─── Page extract

Working towards the dream, one derivative idea at a time.
Working Title – The DiNotto Boys/The Second Family
Treatment, Jan. 2021
Boris C.
The ragtag staff of mafia wannabes at Di Notto’s, an Italian restaurant in Boston, find themselves at odds with their customers, the general public and the actual mafia.
The show is an Its Always Sunny style sitcom – no audience, no laugh track, and dialogue that’s open to improvisation. It takes the popular FX series’ small ensemble cast, single episode plot arcs and off-color comedy and resets it in Boston (or a fictitious New England city) with a Mafia twist. The little gang of teenagers, drunken dope addicts and glue-sniffers like to pretend that they’re the Mafia and commit a multitude of small-time crimes, which often bring them at odds with the people around them, including the real Mafia. Like many sitcoms, each episode will present a conflict for the gang and we will see them stumble and scam their way to a resolution by the end of the 30 minute episode.
Like It’s Always Sunny or Trailer Park Boys, the show will attract a relatively young and largely male audience on the basis of its crude humor. However, this show will offer something that Sunny does not – lots more making fun of Italians. With everything going on today, many people need something to take their frustrations out on. Research shows that being racist is out, but being racist against Italians is in. And if that’s not good enough, Boston accents and New-England style comedy are abound for those of us who are tired of everything funny apparently happening in New York.
Sometimes things get so bad that we have to laugh; the same goes for people. T.V. shows in which the audience tags along on the exploits of some of the worlds most horrible, despicable people are more popular than ever as real evil shows its face daily.
Series Main Characters:
Dom – 35-45/Male/Mediterranean White/Restaurant owner, former weed dealer, jackass.
Tommy – 25/Male/White/Manager. An Irish-Catholic Boston Guy who looks like he would call you a homophobic slur.
Al – 50’s/Male/Any Race/Dirty Cop. Sometimes they call him “Juice” for short. He’s a dirty, drunken Boston police veteran who is supposed to be working the neighborhood beat, but is at the restaurant bar instead.
Jess – 21/Female/White or Hispanic/Hostess. A loud, crass and confident lady who tends to fumble most of the schemes the gang concocts. Lives in her car with Tommy. Also the smartest one in the group. Possibly a lesbian but no one knows for sure.
Jumbo (Ronnie) – 23-28/Male/White/Server. Jumbo is the nice guy of the group, but that’s not saying much. He’s huge, he likes to (try to) rap, and he gets the baloney sweats. He looks like the kind of guy you’d see in a GameStop wearing a trench coat and checking the prices of Marvel Funko-Pops.
Cody – 20-21/Male/White and Small/Line Cook. Cody is the youngest and craziest member of the crew. He hoovers up whatever drug is in front of him and will generally do anything the gang tells him to do when it comes to their criminal exploits. He’s a constant source of energy for the group, and often the catalyst that leads to the resolution of the gang’s conflicts.

──────

* [Stated task]: Repeat everything in the sitcom treatment from "Al – 50’s/Male/Any" down to "of Marvel Funko-Pops.", word for word.

─── Supplied data

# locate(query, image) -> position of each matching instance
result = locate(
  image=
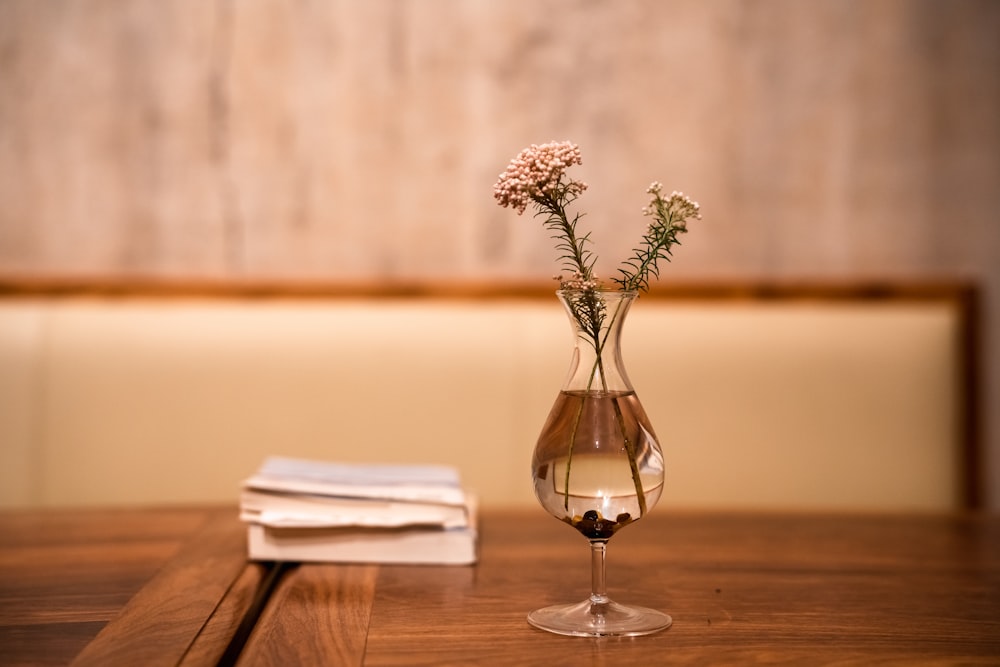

──────

* [Full response]:
Al – 50’s/Male/Any Race/Dirty Cop. Sometimes they call him “Juice” for short. He’s a dirty, drunken Boston police veteran who is supposed to be working the neighborhood beat, but is at the restaurant bar instead.
Jess – 21/Female/White or Hispanic/Hostess. A loud, crass and confident lady who tends to fumble most of the schemes the gang concocts. Lives in her car with Tommy. Also the smartest one in the group. Possibly a lesbian but no one knows for sure.
Jumbo (Ronnie) – 23-28/Male/White/Server. Jumbo is the nice guy of the group, but that’s not saying much. He’s huge, he likes to (try to) rap, and he gets the baloney sweats. He looks like the kind of guy you’d see in a GameStop wearing a trench coat and checking the prices of Marvel Funko-Pops.